* **TASK INSTRUCTIONS**
Your answer should hold exactly the lines from the line containing "of the bird" through the end of the entries that follow.

----

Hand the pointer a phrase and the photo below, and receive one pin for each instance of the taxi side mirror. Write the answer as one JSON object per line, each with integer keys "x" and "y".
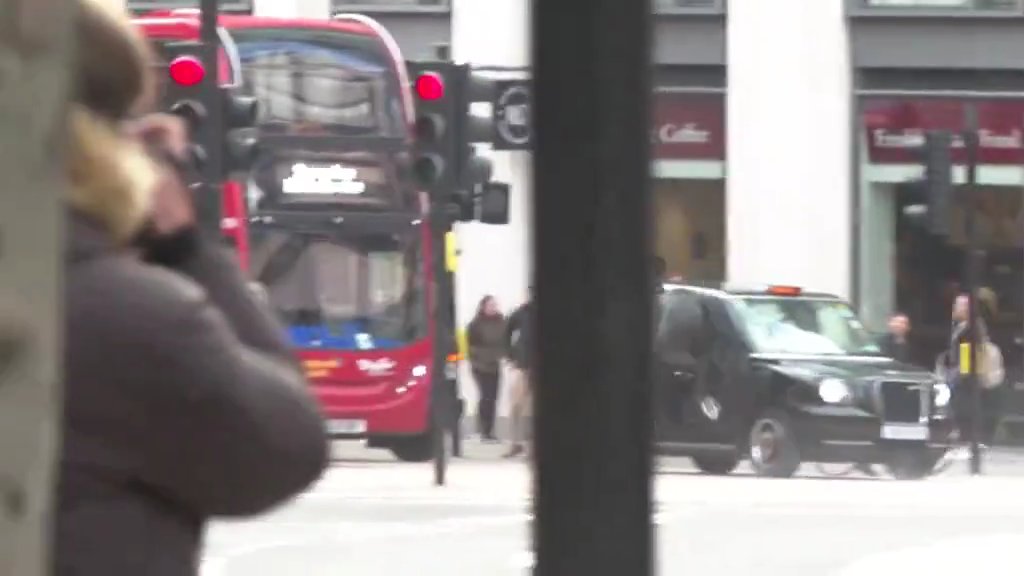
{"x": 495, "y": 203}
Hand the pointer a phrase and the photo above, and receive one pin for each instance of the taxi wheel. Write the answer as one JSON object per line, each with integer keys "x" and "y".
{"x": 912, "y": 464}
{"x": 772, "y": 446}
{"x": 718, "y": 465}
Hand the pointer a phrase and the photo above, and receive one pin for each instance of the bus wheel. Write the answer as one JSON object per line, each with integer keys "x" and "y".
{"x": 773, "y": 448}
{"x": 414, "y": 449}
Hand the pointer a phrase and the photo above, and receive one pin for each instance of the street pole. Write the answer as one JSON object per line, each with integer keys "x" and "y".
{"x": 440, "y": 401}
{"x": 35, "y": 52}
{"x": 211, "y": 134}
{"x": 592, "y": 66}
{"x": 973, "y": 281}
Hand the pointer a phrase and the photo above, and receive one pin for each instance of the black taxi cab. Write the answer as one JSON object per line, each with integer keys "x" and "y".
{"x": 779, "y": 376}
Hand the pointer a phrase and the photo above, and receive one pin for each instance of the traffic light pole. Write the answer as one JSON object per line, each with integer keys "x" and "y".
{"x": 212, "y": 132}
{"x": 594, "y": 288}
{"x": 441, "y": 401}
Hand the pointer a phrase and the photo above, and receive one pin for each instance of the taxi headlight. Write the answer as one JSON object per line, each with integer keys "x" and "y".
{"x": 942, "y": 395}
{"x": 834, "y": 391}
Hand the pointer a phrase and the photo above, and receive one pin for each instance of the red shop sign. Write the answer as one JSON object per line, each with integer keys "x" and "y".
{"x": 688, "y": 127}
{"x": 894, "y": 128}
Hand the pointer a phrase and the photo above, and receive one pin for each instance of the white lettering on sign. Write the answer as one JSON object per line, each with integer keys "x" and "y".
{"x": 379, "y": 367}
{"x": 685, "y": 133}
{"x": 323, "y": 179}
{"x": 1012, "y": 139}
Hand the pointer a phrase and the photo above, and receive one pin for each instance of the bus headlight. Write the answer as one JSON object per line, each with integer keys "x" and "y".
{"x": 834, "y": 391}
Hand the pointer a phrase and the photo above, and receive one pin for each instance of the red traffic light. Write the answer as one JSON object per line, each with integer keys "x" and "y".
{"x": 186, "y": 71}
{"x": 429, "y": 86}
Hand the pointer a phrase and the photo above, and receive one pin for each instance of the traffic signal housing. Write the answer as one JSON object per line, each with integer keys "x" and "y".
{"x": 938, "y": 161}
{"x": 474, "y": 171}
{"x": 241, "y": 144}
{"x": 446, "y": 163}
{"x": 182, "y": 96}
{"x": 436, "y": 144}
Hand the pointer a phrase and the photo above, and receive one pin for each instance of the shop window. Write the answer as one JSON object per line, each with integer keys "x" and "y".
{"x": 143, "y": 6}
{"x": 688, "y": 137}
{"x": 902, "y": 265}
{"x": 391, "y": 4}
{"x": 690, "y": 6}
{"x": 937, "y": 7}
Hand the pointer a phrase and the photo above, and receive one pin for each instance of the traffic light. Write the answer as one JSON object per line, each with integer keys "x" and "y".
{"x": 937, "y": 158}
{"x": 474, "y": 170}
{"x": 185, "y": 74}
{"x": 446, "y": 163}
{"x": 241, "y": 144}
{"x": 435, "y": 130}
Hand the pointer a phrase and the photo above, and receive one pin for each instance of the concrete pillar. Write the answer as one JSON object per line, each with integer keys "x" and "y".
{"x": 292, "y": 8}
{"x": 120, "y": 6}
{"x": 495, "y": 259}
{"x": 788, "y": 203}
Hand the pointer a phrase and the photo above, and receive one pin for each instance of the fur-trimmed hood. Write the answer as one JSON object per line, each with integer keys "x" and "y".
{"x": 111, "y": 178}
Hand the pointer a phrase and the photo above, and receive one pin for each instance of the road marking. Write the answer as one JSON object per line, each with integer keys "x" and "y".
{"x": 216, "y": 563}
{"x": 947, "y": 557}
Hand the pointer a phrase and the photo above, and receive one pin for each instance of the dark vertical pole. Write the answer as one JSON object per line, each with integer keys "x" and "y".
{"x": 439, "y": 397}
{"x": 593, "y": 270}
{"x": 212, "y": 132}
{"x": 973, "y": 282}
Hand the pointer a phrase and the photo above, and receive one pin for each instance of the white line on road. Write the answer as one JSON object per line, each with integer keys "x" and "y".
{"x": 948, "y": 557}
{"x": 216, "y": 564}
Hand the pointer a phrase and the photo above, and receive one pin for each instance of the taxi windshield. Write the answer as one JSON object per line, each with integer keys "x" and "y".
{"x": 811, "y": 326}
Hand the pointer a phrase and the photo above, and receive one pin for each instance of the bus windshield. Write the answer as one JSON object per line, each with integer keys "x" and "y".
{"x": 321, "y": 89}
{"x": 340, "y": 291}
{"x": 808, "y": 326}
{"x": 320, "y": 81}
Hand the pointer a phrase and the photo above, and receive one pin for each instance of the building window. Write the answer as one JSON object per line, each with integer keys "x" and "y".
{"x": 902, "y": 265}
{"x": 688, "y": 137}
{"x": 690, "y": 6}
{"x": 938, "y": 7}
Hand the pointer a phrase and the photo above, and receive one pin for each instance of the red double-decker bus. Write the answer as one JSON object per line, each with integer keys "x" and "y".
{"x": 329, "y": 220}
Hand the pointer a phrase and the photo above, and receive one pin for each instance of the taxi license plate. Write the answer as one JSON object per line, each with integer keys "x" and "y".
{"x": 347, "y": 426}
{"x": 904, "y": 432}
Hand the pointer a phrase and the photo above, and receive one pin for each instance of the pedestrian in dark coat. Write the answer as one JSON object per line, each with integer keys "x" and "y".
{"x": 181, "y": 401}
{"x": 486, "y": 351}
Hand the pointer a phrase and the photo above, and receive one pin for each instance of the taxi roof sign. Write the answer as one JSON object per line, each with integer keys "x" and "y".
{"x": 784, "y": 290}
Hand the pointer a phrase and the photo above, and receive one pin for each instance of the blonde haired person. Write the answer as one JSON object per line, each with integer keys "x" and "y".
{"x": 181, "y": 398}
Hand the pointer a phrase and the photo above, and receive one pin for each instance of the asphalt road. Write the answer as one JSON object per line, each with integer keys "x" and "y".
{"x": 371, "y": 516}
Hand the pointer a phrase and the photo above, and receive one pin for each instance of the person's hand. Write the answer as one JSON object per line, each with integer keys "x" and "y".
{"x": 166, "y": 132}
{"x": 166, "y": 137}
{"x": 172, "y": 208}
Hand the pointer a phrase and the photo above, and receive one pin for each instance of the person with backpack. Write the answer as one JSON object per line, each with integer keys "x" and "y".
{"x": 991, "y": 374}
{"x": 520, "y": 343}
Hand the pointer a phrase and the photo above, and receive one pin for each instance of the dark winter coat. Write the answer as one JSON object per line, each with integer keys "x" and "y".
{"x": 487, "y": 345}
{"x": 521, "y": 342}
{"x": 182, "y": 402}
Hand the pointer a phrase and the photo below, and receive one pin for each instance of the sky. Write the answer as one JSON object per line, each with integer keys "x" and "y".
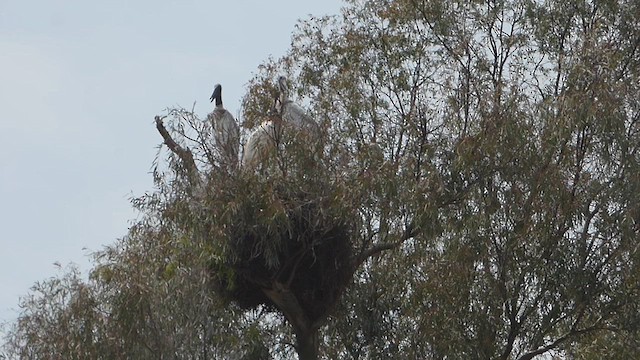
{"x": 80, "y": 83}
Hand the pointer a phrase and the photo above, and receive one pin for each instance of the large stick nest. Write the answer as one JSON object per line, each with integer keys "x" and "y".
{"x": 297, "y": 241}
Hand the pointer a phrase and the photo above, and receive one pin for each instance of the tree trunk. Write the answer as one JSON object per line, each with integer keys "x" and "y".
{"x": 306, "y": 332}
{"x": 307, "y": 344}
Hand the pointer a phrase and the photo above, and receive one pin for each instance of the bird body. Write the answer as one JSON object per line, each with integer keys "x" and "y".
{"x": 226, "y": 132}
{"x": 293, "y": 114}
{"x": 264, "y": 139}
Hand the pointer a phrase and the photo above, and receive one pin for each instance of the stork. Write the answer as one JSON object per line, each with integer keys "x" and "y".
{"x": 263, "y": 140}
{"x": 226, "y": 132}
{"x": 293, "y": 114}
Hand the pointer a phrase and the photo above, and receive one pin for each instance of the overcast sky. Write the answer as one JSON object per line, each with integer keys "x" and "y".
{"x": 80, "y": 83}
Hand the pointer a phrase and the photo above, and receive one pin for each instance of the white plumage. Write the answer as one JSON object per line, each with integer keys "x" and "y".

----

* **RESPONSE TO THE EXERCISE**
Hand the pointer a phrase and the photo above, and receive one pin for each instance of the bird body. Write the answer as one JSON object per line, each with integer keys "x" and "y".
{"x": 226, "y": 132}
{"x": 293, "y": 114}
{"x": 264, "y": 139}
Hand the pointer a phrase and the photo above, and receive one pin for each instance of the stork. Write the answer as one JSON object per line, each with integer keys "x" and "y".
{"x": 263, "y": 140}
{"x": 226, "y": 132}
{"x": 293, "y": 114}
Hand the pointer a phrase and the photo above, and receive one pin for each instance of the overcast sky. Write the answer as one JSON object per line, each with integer keys "x" and "y".
{"x": 80, "y": 83}
Hand the pointer a phrase and the photo above, and receive one pin for each instance of the white plumage. Write the answer as one JSON object per line, each with integer keys "x" and "y".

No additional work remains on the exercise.